BEGIN Records shown
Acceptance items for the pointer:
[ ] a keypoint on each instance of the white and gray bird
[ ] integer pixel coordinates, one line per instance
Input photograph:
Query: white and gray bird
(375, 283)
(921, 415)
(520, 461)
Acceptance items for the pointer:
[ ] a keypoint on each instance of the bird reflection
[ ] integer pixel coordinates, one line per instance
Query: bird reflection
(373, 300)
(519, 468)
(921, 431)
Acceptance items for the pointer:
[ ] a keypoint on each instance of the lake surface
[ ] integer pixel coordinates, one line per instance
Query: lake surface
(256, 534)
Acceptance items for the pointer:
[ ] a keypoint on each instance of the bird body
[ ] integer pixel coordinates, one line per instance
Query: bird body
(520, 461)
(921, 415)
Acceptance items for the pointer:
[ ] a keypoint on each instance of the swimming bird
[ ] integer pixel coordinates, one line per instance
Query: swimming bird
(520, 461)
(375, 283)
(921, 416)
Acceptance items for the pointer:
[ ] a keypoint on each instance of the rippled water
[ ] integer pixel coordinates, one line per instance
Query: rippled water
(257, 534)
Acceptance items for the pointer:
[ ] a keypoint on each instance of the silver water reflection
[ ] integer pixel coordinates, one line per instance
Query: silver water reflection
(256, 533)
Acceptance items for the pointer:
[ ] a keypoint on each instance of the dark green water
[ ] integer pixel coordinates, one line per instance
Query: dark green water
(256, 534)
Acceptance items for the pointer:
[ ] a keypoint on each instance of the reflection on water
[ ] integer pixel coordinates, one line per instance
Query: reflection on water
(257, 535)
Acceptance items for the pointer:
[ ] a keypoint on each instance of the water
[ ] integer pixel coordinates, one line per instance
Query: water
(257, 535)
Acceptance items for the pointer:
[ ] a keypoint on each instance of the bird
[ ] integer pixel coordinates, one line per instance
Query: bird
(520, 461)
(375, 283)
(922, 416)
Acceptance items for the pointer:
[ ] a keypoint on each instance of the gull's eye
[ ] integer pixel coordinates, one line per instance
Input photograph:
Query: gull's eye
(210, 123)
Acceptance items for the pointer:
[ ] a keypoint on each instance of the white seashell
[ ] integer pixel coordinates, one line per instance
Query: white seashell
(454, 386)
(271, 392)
END Records shown
## What you should do
Pull out each line of the records that contains the word "lake" and copy it in full.

## Full output
[ ] a keypoint on each instance of the lake surface
Query: lake surface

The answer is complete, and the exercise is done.